(Raw records)
-------------------------

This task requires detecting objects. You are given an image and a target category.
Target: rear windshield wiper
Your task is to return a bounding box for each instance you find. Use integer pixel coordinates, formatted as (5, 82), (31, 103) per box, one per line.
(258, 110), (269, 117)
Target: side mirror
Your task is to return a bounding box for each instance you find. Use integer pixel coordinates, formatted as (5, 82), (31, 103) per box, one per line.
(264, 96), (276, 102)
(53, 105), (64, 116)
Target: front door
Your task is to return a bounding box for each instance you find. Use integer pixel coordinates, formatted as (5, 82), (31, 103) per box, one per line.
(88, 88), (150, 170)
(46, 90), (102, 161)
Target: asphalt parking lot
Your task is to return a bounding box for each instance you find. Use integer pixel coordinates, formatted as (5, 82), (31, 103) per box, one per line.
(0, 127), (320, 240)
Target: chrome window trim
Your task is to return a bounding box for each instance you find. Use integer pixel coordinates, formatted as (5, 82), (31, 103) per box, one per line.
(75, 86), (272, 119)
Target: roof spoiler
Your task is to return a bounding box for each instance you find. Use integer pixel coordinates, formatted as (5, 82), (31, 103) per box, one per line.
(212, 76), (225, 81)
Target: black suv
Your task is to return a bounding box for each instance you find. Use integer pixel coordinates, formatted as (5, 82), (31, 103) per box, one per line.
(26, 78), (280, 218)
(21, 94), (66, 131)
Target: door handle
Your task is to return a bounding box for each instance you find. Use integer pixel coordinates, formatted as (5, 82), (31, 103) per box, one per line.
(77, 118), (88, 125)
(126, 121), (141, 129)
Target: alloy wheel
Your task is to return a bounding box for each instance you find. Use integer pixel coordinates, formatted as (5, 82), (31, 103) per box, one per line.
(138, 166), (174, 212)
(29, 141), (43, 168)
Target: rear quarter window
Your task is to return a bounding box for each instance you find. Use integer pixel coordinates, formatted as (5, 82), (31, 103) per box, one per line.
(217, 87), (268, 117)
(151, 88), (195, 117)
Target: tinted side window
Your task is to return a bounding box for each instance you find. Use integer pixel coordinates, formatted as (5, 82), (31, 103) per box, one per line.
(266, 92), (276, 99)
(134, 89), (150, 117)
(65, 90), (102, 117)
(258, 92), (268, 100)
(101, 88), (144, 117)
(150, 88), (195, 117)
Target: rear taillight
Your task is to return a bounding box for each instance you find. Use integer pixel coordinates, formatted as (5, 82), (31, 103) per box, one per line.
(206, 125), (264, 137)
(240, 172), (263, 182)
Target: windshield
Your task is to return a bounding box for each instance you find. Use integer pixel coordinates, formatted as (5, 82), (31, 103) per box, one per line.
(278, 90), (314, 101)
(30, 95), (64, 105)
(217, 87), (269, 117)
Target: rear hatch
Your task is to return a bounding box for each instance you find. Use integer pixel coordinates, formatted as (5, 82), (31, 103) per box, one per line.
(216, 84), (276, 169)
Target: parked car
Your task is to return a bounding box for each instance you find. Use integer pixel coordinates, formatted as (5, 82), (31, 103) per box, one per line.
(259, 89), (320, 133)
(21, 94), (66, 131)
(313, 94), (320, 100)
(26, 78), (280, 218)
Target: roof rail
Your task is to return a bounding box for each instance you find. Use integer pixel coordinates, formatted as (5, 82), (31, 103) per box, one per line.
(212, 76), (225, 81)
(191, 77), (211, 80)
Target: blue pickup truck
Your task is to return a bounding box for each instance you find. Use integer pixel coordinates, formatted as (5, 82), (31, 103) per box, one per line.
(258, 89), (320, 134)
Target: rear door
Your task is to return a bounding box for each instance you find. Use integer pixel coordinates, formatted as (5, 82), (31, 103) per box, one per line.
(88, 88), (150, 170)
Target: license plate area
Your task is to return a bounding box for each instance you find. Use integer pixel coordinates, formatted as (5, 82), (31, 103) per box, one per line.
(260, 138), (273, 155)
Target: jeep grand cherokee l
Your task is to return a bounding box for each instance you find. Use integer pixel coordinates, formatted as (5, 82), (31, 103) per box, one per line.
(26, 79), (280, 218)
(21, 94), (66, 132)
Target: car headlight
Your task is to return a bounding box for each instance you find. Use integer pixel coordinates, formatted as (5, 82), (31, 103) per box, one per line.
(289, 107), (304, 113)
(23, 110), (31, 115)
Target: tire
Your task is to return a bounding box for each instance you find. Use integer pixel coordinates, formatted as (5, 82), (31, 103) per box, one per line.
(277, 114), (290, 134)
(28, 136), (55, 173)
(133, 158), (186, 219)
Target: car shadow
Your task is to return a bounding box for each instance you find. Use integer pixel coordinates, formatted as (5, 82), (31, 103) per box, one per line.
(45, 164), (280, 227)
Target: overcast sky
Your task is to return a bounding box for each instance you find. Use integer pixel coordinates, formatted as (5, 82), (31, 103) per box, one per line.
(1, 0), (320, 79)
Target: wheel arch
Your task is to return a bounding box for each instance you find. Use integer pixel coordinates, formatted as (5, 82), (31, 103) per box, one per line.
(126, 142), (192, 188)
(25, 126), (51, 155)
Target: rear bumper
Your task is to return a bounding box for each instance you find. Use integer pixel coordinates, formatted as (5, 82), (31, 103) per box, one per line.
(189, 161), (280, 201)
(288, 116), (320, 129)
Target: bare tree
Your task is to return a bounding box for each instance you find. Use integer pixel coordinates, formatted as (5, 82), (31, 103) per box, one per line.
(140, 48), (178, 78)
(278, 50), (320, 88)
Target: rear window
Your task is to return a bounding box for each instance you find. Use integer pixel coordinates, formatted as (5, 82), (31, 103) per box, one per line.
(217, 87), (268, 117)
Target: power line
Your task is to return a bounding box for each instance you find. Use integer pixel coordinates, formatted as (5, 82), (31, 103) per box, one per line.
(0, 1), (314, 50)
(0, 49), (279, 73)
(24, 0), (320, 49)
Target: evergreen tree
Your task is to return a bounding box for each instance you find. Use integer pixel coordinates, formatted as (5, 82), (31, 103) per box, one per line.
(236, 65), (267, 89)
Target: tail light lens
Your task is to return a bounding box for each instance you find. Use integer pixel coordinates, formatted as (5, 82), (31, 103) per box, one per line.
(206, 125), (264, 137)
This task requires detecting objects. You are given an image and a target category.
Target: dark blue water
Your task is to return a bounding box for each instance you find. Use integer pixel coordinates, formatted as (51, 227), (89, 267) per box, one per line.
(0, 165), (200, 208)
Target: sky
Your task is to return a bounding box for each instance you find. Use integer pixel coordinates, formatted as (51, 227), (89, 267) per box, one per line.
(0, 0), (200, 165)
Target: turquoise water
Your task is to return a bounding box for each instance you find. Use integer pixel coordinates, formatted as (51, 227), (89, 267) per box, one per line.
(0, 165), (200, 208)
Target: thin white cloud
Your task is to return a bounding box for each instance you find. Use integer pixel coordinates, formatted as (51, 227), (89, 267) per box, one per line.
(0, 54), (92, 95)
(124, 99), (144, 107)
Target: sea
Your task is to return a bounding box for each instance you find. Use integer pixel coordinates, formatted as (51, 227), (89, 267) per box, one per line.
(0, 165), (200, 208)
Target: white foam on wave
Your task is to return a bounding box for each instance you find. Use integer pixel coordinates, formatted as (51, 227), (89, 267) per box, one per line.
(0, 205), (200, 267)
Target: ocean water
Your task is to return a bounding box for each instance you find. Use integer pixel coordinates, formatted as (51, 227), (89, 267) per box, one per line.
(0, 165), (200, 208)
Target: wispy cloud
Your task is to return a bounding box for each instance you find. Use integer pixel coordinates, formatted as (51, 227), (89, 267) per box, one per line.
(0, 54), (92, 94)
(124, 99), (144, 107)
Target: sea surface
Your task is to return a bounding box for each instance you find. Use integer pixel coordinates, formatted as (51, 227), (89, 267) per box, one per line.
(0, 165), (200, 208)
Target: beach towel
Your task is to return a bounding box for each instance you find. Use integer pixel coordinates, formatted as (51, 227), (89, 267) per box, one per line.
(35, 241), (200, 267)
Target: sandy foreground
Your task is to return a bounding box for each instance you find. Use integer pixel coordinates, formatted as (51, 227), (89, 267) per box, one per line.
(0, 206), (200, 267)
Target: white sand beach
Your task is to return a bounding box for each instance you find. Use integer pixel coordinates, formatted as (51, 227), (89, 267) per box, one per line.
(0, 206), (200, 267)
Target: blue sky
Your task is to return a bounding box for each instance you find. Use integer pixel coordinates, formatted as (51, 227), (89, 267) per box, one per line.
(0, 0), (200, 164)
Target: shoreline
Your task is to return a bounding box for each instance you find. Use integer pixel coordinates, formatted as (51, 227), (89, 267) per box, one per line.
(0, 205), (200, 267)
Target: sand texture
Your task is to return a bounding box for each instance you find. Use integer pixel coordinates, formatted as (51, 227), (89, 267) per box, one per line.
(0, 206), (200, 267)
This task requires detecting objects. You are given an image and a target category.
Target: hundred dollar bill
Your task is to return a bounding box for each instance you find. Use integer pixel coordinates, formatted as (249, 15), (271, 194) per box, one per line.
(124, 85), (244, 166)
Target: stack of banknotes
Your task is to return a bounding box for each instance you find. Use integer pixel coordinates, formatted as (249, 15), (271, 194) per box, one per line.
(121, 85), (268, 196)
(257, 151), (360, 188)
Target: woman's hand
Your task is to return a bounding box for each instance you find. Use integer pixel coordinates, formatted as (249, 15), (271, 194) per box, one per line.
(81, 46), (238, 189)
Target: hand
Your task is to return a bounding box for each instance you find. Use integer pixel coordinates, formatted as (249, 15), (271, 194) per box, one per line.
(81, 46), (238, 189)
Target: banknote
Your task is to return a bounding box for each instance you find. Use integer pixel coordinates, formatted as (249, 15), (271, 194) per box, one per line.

-------------------------

_What the task requires_
Render each item from the line containing "Target: asphalt parking lot" down to the line containing "(75, 86), (272, 119)" as a two-column CSV with the header text,answer. Give one row per item, put each value in one quoted field, and replace line breaks with spaces.

_Answer to this task_
text,answer
"Target: asphalt parking lot Your task is to return a bounding box for each instance you find. Use integer pixel coordinates, formatted as (5, 82), (31, 103) per box, one per line.","(0, 127), (320, 240)"
"Target: chrome window trim Your task is to return a bounding box for each instance you find. Use integer pixel coordinates, formatted as (5, 82), (31, 103) per box, one per line.","(75, 86), (272, 119)"